### PROBLEM
Show every line of the records below that contains the word "wheel".

☆ ☆ ☆ ☆

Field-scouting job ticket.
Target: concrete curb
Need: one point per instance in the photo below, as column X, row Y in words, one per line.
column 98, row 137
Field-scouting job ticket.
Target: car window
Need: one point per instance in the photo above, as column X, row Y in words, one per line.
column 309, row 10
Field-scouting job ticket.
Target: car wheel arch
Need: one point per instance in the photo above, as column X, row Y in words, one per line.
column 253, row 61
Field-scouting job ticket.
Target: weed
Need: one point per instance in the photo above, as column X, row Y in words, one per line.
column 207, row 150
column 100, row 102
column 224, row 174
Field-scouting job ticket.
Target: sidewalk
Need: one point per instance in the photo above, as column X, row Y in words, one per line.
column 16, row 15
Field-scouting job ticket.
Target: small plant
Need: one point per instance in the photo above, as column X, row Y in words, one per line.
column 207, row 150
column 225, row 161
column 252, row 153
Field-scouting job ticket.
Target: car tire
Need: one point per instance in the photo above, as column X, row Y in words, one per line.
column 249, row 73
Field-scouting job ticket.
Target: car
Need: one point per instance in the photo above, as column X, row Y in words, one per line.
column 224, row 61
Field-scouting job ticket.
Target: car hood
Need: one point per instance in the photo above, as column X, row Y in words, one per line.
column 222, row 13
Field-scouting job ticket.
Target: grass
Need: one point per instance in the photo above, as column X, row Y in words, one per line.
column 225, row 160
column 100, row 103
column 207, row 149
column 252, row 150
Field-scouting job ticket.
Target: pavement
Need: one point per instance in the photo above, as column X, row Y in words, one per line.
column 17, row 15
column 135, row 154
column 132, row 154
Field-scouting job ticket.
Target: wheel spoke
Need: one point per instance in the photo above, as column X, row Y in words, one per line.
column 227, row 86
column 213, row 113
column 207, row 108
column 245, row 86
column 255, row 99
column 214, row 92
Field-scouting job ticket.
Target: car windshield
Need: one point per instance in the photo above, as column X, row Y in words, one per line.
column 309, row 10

☆ ☆ ☆ ☆

### REPLY
Target: car wheel arch
Target: wheel spoke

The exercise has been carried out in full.